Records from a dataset
#####

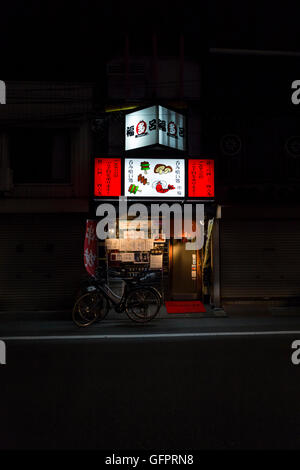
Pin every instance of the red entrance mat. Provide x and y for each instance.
(193, 306)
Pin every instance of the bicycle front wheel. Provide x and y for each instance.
(142, 305)
(88, 308)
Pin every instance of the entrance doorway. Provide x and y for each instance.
(185, 272)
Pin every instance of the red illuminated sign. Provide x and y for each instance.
(107, 181)
(201, 178)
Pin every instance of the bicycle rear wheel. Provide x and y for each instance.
(142, 305)
(89, 308)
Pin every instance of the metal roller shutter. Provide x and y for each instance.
(260, 259)
(41, 260)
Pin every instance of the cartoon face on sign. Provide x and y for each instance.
(154, 178)
(162, 186)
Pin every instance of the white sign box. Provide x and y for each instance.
(155, 125)
(151, 177)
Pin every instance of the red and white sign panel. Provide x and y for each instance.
(201, 178)
(90, 247)
(107, 180)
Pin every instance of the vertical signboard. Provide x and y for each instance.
(201, 178)
(107, 177)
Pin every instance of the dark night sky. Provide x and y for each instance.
(58, 40)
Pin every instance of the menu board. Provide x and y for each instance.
(107, 181)
(155, 178)
(201, 178)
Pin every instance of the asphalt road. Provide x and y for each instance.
(175, 384)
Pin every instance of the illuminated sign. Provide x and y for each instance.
(201, 178)
(155, 125)
(151, 177)
(107, 180)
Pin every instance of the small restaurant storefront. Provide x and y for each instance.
(152, 188)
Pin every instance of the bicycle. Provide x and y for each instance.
(141, 303)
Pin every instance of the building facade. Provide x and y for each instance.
(45, 150)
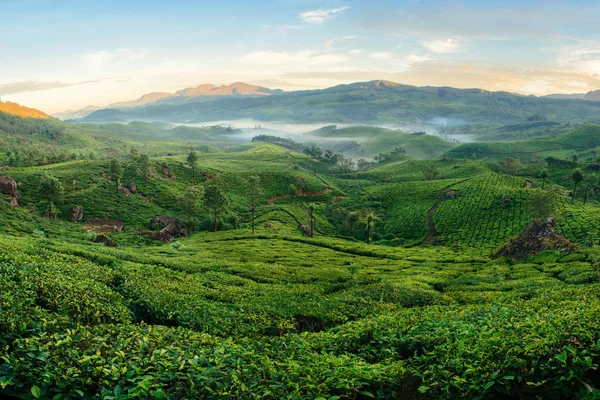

#####

■ Your goal ■
Please locate every line above that contains the word "illuminated" and copy each one. Case counts.

■ Solution for this exercise ■
Pin every instance of the red illuminated sign. Provide x and y for each instance.
Pin every instance of the illuminated sign. Provide x and y for each instance.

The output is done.